Extract:
•••
Re: Vector Space Model: New Similarity Implementation Issues

Posted by Grant Ingersoll <gs...@apache.org>.

FYI: The mailing list handler strips attachments.

At any rate, sounds like an interesting project.  I don't know how  
easy it will be for you to implement 7 variants of VSM in Lucene given  
the nature of the APIs, but if you do, it might be handy to see your  
changes as a patch.  :-)  Also not quite sure what all those variants  
will help with when it comes to your broader goal, but that isn't for  
me to decide :-)  Seems like your goal is to find the traceability  
stuff, not see if you can figure out how to change Lucene's  
similarity!  To that end, my two cents would be to focus on creating  
the right kinds of queries, analyzers, etc.


-Grant

On Feb 28, 2008, at 3:55 PM, Dharmalingam wrote:

>
> Thanks for your tips. My overall goal is to quickly implement 7  
> variants of
> vector space model using Lucene. You can find these variants in the
> updloaded file.
>
> I am doing all these stuffs for a much broader goal: I am trying to  
> recover
> traceability links from requirements to source code files. I treat  
> every
> requirement as a query. In this problem, I would like to compare these
> collection of algorithms for their relevance.
•••
Source material:
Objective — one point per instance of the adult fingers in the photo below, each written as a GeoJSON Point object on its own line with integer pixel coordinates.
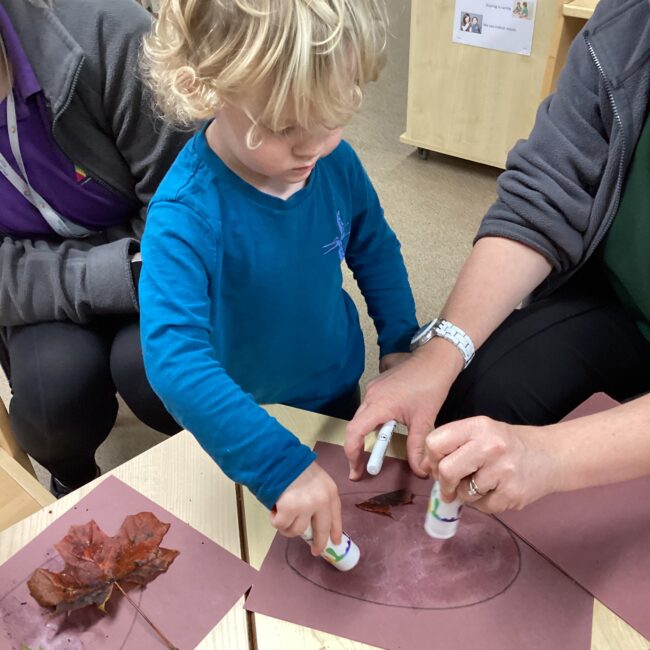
•••
Written problem A:
Copy the passage of the Lucene post between "Re: Vector Space" and "handler strips attachments.", inclusive.
Written problem B:
Carry the Lucene post on from the point where it stops.

Result A:
Re: Vector Space Model: New Similarity Implementation Issues

Posted by Grant Ingersoll <gs...@apache.org>.

FYI: The mailing list handler strips attachments.

Result B:
>
>
>
>
> Grant Ingersoll-6 wrote:
>>
>>
>> On Feb 28, 2008, at 9:00 AM, Dharmalingam wrote:
>>
>>>
>>> Thanks for the reply. Sorry if my explanation is not clear. Yes, you
>>> are
>>> correct the model is based on  Salton's VSM. However, the
>>> calculation of the
>>> term weight and the doc norm is, in my opinion, different from
>>> Lucene. If
>>> you look at the table given in
>>> http://www.miislita.com/term-vector/term-vector-3.html, they
>>> calcuate the
>>> document norm based on the weight wi=tfi*idfi. I looked at the
>>> interfaces of
>>> Similarity and DefaultSimilairty class. I place it below:
>>>
>>> public float lengthNorm(String fieldName, int numTerms) {
>>>   return (float)(1.0 / Math.sqrt(numTerms));
>>> }
>>>
>>> You can see that this lengthNorm for a doc is quite different from
>>> that
>>> website norm calculation.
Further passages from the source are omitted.